── Provided text

Rasidah and her staff of seven are responsible for ministering to the health needs of the roughly 22,000 residents in their neighborhood. Unlike clients at the privately run Family Clinic across town, Rasidah's patients cannot afford to pay for services. They take what they can get under a state-supported social safety-net program – and these days it isn't much.
Rasidah describes how the "droppings" of supplies from the family-planning board have dwindled to one or two irregular shipments every six months or so. "We used to give out contraceptives for free and no one would come and take them," she says. "Now people come to us, but we don't have enough to give."
The only thing she does have plenty of is condoms. Three big boxes gather dust in the back of her clinic. "I can't even give them away as water balloons," jokes Rasidah. Although they are one of the cheapest forms of contraception, condoms are unpopular with both men, who feel they lower sexual sensation, and women, who think they promote promiscuity among their men. One health worker tells of an uproar caused by members of a local officers' wives club when his organization provided condoms to their soldier-husbands in a disease-prevention effort.
Another stumbling block to condom use is the widespread notion that responsibility for birth control lies solely with the woman. As Rasidah puts it, her patients believe that "the man's responsibility in contraception extends only to paying for what is necessary." This goes a long way in explaining the 2%-3% male participation in the family-planning program. Health officials acknowledge that this is an area that needs some work.

────

§ Activity 1
Update the clinic passage from "Rasidah describes how" up to and including "a disease-prevention effort.", replacing "condoms" with "prophylactics" throughout.
§ Activity 2
Answer these questions using the clinic passage:
(a) How many staff members work with Rasidah?
(b) How often do supplies from the family-planning board now arrive?
(c) What is the level of male participation in the family-planning program?

── Data extract

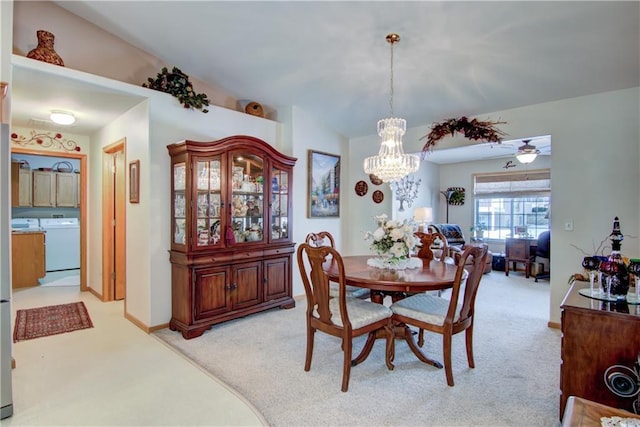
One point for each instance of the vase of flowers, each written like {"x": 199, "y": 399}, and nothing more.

────
── Data extract

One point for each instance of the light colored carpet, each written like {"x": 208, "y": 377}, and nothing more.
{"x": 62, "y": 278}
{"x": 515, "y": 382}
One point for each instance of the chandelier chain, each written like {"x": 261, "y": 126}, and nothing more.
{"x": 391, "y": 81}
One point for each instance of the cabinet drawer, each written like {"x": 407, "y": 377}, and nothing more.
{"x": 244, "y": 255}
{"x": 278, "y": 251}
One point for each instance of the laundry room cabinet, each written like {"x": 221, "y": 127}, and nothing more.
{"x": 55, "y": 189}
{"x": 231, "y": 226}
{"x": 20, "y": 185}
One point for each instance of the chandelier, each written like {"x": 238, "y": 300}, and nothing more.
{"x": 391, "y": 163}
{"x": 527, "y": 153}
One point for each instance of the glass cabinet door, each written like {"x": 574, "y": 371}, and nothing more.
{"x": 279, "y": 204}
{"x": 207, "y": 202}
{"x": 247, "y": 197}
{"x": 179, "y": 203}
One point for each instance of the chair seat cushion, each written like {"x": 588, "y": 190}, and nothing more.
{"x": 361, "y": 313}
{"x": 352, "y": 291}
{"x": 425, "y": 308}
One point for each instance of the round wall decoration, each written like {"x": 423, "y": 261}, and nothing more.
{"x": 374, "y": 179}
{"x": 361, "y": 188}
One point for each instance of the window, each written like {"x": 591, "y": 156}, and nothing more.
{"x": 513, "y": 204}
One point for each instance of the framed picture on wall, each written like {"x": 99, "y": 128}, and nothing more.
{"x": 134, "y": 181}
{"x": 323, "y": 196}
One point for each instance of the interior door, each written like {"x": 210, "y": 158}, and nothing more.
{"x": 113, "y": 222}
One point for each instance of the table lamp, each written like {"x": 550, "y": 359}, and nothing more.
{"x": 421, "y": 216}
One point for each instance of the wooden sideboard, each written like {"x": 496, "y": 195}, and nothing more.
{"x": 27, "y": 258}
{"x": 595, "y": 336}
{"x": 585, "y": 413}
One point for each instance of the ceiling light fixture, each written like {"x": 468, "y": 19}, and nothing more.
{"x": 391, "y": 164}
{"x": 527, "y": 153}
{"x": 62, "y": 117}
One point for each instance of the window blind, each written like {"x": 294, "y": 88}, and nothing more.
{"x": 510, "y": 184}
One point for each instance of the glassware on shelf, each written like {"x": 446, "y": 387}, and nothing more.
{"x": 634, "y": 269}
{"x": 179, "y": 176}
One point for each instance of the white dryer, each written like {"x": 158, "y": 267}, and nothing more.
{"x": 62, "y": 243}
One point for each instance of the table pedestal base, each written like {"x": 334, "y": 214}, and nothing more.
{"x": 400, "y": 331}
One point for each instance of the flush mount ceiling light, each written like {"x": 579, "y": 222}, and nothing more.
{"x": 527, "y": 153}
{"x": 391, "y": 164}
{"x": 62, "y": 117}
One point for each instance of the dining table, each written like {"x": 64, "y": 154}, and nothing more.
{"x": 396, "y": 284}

────
── Data extract

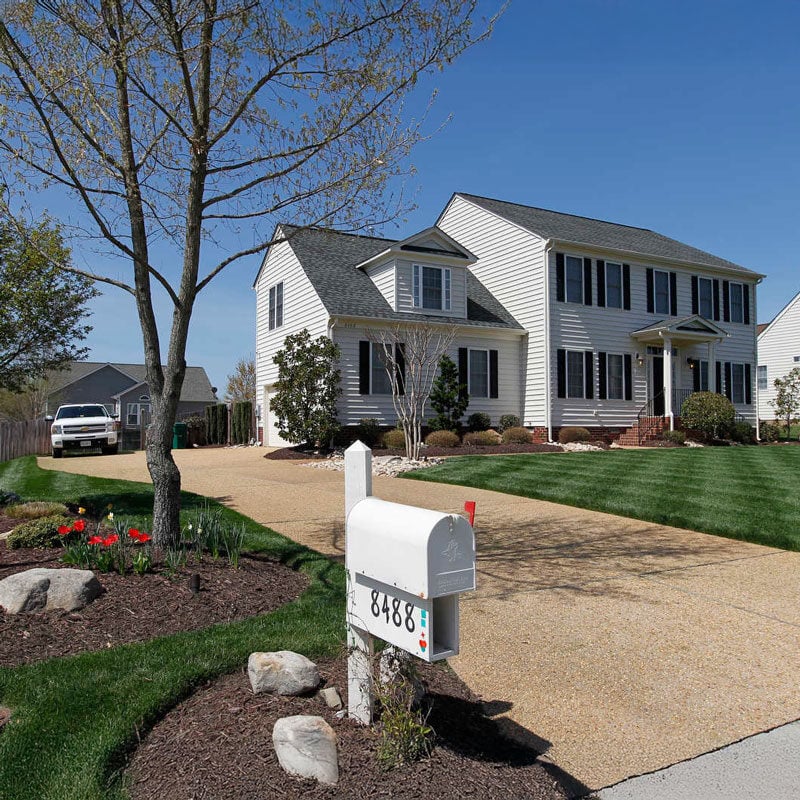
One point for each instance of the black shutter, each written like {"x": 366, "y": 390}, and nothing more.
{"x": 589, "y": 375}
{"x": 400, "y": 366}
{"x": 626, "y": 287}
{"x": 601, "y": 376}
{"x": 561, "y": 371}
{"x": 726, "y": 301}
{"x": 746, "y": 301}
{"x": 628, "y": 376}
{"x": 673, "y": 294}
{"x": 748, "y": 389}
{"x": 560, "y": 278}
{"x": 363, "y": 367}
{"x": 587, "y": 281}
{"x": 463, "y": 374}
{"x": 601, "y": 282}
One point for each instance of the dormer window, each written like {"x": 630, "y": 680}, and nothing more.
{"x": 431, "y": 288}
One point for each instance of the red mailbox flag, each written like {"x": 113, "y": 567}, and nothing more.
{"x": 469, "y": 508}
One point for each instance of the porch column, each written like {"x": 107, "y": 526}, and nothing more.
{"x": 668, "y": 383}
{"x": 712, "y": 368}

────

§ Worked solution 1
Rasidah describes how the "droppings" of supplies from the family-planning board have dwindled to one or two irregular shipments every six months or so. "We used to give out contraceptives for free and no one would come and take them," she says. "Now people come to us, but we don't have enough to give."
The only thing she does have plenty of is prophylactics. Three big boxes gather dust in the back of her clinic. "I can't even give them away as water balloons," jokes Rasidah. Although they are one of the cheapest forms of contraception, prophylactics are unpopular with both men, who feel they lower sexual sensation, and women, who think they promote promiscuity among their men. One health worker tells of an uproar caused by members of a local officers' wives club when his organization provided prophylactics to their soldier-husbands in a disease-prevention effort.

§ Worked solution 2
(a) Seven.
(b) One or two irregular shipments every six months or so.
(c) 2%-3%.